PASSAGE SHOWN:

- - - -

HAPPY ANNIVERSARY MOM & DAD!


38 years (i think) of love
& all the laughter and challenges that come with it




Wednesday, May 30, 2007

Haiku for Tag

...who is currently on a businesstrip in San Antonio


It is hard to wake
Next to your empty pillow
Grey gloomy mourning

Thursday, May 10, 2007

Flurry

I've had so much on my mind, and such the urge to write, but the laptop never seems to be nearby when I'm feeling eloquent... and the time I do spend on a computer (work) is wasted on scheduling and SAP. So instead of several eloquent posts, each dedicated to a single event - you get a bullet point list to summarize the flurry of activity.

  • First of all, HAPPY WEDDING DAY to Slackmistress & Be The Boy. Their Detective Agency is finally "official" (and, I actually had time to watch it on the live webcast. She looked beautiful.)
  • Speaking of blissful couples, Tag and I celebrated our one year anniversary yesterday. *grin* Well, actually we're celebrating it tonight, with a couple of tickets to the Loreena McKennitt concert.

- - - -

RECORDED INFORMATION:

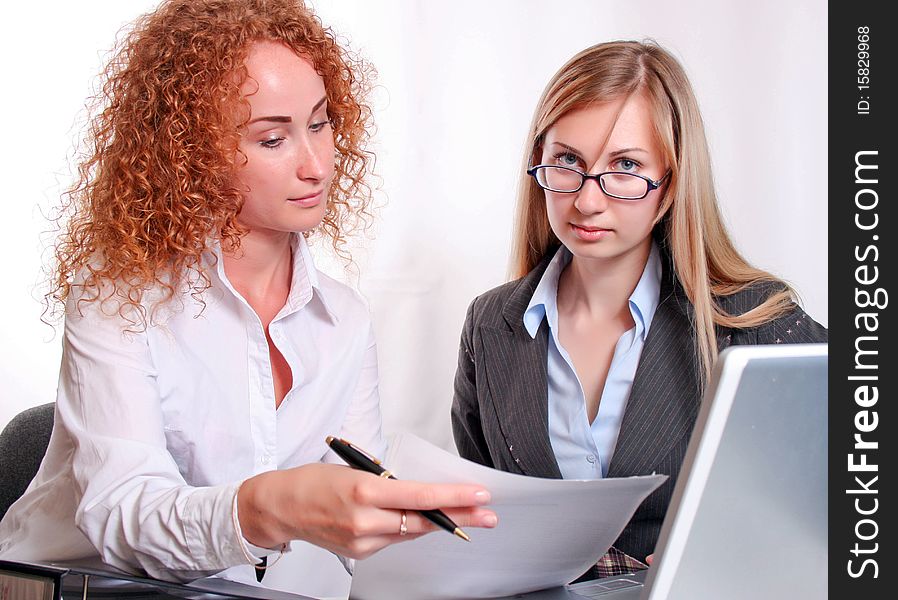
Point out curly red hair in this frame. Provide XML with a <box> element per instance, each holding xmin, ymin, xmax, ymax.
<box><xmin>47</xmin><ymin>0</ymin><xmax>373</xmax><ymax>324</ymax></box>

- - - -

REQUIREMENTS:
[a] Give the lines of the haiku in the blog excerpt, in order.
[b] Using the blog excerpt, explain why the "Flurry" post is a bullet point list and not several separate posts.
[c] Resume the blog excerpt after its last sentence, in the same voice.

RESPONSES BY TASK:
[a]
It is hard to wake
Next to your empty pillow
Grey gloomy mourning

[b] The writer often wants to write, but the laptop is never nearby at those moments. The computer time the writer does have is at work, and it goes to scheduling and SAP. The bullet point list summarizes the activity in place of several posts that would each cover a single event.

[c]
  • The Griffith Park fire- yes, Tag and I and the kitties are ok, as is our domicile. However, we were far closer that I ever want to be to another raging inferno. My breath caught in my throat as I stood on our street corner, watching an endless stream of cars of the evacuated citizens who lived a mere 2 -3 blocks north of us. The skies were never dark that night. They glowed deep red, or bright orange, depending on the fire's intensity. We slept to the overpowering sound of constant helicopters as news crews kept watch all night. And we awoke at 4am coughing, finding our bedroom filled with smoke. (We have no air conditioning, and so we have open windows and fans. Not great for breathing when 800 acres are burning less than a mile away). Thanks to a diligent and tireless firefighting force, the Zoo and several other landmarks were saved. Sadly there was still a great loss of wilderness and wildlife. The cause is still not officially released, but a "badly burned person of interest" was being treated for burns on his chest and arms. According to his story, he fell asleep while smoking. I'm working on tempering my outrage towards him, so instead of beating him about his burned torso, I'm just going to post today's PSA image:

*image courtesy of The Fireman. He so rocks!

  • Lastly, this link was sent to me earlier today. That's right ladies... a shoe sale whose proceeds go to charity. Now you can dress those tootsies in your favorite designers GUILT-FREE!

That's it for today my dears.... Tag is here, and so I'm headed out the door and off to our evening events.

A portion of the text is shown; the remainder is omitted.